→ **Your instructions**: State how many lines of the items contain the string "rough", with case taken into account. Give the number alone.

════════════════════

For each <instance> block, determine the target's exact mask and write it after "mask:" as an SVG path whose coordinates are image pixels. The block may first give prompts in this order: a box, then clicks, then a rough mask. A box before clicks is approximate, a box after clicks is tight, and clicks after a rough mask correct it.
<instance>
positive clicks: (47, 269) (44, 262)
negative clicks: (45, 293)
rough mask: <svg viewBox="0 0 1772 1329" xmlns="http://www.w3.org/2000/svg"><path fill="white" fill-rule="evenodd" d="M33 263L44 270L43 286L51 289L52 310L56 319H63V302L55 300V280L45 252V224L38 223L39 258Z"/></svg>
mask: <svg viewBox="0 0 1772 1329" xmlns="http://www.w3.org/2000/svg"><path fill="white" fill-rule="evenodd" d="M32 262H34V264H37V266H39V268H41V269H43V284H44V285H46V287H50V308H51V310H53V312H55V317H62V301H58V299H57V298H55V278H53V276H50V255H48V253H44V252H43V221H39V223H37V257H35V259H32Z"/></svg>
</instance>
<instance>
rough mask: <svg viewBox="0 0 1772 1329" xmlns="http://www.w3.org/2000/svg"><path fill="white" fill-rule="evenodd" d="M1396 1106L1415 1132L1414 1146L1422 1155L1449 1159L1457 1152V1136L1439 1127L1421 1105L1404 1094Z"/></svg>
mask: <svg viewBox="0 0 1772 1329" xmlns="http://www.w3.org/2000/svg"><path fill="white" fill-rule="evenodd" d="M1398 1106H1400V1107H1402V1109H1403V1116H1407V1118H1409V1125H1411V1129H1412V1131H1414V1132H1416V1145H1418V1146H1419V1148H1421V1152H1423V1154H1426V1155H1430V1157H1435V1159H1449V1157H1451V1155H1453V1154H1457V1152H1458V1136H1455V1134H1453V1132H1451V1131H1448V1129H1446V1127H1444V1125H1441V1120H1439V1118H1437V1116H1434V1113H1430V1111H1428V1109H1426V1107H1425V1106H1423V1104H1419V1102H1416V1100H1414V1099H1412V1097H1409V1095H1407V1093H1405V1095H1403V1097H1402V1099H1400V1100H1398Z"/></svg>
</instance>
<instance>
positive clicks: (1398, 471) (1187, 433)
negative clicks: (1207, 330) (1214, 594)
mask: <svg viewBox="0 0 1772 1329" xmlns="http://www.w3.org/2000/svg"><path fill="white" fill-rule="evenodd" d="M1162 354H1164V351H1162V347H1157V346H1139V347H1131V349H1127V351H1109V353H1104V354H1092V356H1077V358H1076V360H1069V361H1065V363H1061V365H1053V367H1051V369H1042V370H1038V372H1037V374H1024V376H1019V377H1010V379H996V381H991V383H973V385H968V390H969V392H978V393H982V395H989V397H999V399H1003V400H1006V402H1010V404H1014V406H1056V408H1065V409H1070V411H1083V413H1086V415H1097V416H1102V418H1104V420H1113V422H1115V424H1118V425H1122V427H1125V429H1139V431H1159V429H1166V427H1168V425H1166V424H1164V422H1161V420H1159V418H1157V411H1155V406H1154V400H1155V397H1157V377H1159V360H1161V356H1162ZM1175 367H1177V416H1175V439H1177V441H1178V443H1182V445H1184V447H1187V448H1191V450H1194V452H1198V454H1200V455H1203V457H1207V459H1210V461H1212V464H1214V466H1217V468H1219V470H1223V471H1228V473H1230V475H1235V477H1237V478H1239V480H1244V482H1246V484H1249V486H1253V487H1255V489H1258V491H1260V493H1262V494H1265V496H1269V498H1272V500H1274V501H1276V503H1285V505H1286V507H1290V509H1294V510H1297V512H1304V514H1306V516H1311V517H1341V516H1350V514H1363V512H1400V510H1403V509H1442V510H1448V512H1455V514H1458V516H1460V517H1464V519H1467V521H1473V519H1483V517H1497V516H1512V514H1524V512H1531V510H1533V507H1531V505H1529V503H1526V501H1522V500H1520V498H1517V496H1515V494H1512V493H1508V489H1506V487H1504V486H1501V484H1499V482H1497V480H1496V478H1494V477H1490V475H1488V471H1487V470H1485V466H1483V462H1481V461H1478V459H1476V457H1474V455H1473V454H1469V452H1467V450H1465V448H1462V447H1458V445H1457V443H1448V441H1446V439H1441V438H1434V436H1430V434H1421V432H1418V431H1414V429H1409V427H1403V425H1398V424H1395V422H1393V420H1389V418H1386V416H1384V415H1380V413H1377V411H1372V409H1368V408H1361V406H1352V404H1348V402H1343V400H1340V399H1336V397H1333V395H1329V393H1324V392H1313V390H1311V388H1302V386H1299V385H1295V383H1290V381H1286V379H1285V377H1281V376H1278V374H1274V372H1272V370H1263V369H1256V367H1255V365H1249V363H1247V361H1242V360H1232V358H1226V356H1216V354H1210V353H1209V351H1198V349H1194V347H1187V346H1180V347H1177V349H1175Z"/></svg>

════════════════════

→ **The completed task**: 3